What is required: Locate each line of the data below that contains the word "ladder", and copy those lines out.
● ● ●
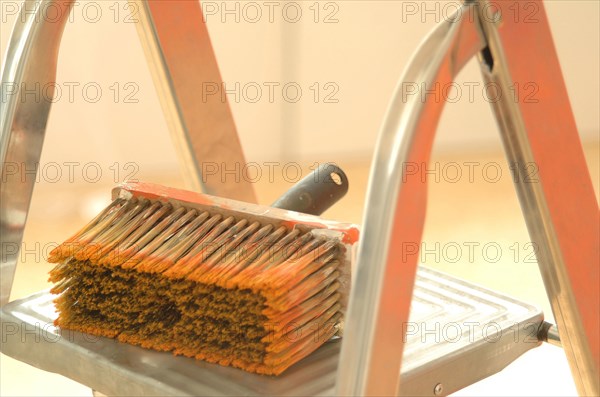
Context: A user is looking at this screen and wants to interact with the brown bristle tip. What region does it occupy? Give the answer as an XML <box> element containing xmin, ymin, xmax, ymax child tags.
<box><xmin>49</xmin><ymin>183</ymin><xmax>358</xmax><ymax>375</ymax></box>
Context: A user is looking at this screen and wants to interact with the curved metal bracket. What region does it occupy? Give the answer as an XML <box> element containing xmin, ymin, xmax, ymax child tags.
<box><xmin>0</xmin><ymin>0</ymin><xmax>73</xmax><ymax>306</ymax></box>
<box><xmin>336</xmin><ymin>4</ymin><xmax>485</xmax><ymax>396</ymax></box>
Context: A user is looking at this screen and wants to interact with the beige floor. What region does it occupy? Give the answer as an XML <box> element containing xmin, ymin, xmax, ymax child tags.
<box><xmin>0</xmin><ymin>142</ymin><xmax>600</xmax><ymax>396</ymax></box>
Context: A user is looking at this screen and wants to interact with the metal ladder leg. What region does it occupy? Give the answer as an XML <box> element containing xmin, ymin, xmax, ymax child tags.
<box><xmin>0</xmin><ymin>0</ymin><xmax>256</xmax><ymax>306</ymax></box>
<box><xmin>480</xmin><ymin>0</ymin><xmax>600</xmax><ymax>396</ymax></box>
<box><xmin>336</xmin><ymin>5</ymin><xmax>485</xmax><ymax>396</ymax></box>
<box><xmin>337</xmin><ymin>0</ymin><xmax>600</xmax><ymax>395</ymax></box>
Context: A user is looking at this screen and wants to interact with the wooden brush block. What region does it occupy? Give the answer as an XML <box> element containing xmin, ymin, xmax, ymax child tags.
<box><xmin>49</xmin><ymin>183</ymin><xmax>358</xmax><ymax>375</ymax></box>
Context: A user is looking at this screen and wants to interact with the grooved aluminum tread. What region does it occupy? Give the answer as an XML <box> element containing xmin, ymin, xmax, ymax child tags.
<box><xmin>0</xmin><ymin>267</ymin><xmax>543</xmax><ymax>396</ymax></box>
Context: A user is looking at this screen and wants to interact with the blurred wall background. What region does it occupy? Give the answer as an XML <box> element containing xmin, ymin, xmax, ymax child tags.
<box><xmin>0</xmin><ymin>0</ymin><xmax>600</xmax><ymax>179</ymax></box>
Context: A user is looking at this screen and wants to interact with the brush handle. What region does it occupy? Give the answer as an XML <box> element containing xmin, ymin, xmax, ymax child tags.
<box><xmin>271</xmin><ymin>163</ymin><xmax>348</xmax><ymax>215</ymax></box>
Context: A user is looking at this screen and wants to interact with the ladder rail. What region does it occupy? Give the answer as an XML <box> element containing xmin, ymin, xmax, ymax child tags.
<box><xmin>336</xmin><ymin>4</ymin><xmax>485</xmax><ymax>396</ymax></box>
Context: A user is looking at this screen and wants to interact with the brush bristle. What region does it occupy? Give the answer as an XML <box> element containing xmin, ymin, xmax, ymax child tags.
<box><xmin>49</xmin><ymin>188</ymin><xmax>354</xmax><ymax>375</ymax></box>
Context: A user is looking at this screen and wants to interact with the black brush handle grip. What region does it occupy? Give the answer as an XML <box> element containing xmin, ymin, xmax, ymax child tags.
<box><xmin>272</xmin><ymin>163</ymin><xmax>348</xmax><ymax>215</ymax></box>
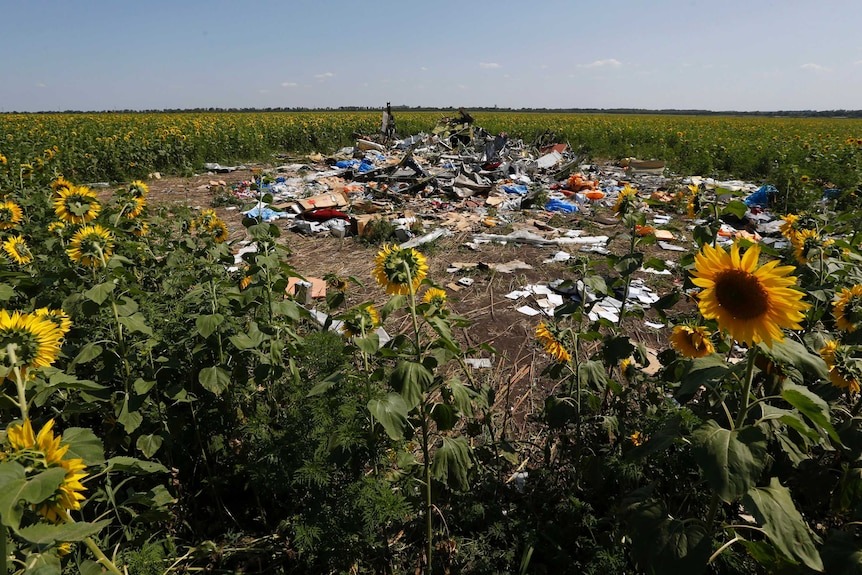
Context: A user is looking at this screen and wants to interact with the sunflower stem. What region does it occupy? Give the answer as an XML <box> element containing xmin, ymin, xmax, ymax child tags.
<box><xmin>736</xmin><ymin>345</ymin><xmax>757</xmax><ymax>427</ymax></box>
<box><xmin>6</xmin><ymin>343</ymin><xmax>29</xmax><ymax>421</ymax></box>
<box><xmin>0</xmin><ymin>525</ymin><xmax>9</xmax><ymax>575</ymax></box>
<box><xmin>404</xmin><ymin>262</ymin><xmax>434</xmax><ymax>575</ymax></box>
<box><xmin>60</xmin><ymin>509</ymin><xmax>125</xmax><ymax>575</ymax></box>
● ● ●
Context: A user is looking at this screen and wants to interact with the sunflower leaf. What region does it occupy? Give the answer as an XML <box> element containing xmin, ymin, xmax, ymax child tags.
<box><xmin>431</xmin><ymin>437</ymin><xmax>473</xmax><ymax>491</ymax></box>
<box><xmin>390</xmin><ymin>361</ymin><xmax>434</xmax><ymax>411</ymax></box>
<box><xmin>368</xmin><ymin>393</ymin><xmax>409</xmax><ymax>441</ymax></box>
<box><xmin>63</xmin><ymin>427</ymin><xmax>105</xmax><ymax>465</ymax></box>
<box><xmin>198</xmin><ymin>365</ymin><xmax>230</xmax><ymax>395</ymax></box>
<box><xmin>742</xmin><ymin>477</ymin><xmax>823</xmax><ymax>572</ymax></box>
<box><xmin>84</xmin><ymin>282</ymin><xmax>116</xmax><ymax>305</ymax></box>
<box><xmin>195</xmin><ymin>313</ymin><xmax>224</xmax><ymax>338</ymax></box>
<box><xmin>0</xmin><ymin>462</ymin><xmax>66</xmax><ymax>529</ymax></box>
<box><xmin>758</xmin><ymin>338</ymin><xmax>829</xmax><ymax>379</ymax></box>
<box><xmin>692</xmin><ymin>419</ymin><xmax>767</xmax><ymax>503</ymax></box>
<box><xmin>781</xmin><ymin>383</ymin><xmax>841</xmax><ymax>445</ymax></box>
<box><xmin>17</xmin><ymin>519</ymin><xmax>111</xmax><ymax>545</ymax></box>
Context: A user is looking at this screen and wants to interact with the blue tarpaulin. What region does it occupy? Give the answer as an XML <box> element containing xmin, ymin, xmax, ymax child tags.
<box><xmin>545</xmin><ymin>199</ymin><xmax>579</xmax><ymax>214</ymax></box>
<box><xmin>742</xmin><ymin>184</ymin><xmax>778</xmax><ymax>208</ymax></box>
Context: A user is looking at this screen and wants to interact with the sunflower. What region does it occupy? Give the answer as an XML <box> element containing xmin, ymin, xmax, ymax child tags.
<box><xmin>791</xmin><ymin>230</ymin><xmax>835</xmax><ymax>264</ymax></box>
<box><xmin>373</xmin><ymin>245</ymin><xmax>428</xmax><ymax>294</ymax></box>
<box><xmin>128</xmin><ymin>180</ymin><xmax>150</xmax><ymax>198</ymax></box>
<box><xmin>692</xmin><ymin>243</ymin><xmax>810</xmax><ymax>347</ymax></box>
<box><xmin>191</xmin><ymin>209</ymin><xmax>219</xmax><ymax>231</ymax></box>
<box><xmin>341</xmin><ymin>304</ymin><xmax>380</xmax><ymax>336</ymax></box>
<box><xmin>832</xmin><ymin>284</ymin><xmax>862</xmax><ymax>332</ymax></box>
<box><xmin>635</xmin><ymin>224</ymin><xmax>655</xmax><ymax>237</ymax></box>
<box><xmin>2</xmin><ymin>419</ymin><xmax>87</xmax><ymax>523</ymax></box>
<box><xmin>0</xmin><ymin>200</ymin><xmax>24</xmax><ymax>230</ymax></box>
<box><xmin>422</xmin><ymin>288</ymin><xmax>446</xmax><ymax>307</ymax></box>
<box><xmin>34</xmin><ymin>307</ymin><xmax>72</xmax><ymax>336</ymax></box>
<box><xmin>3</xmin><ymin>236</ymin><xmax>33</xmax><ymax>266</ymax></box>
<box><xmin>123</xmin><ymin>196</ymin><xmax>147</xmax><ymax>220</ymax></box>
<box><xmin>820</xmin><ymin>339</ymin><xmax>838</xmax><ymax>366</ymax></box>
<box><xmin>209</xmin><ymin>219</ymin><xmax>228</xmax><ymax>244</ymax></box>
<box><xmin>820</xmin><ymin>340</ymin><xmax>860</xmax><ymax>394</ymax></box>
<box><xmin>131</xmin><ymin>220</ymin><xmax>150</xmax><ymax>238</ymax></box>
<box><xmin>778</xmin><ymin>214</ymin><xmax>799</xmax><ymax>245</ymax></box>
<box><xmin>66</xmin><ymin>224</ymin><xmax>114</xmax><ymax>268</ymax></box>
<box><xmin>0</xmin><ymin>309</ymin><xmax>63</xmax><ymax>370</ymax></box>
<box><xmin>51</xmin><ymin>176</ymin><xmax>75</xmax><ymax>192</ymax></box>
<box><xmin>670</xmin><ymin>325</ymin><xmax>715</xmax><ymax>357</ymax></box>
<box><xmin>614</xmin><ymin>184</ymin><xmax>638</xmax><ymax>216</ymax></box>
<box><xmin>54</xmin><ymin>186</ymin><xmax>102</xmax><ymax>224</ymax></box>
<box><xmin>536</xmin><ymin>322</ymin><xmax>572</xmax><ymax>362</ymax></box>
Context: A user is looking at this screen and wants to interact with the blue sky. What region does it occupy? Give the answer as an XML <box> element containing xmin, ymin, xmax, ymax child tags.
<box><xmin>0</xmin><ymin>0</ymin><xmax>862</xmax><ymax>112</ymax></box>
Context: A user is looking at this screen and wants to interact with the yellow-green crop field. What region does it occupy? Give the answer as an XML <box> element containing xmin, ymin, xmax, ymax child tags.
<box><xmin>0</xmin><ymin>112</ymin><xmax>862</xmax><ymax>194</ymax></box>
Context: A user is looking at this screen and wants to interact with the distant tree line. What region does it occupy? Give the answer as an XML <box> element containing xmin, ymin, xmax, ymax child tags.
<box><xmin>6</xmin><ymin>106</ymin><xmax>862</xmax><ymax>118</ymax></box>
● ● ●
Final result:
Context: A user is looking at this screen and wants to interact with the metal ladder leg. What region does it occupy? Give the answer as an XML <box> element containing xmin, ymin, xmax, ymax child tags.
Context: A user is looking at this screen and wants to interact with the ladder rail. What region does it occupy? Give the answer as an XML <box> element containing xmin, ymin, xmax, ymax child tags.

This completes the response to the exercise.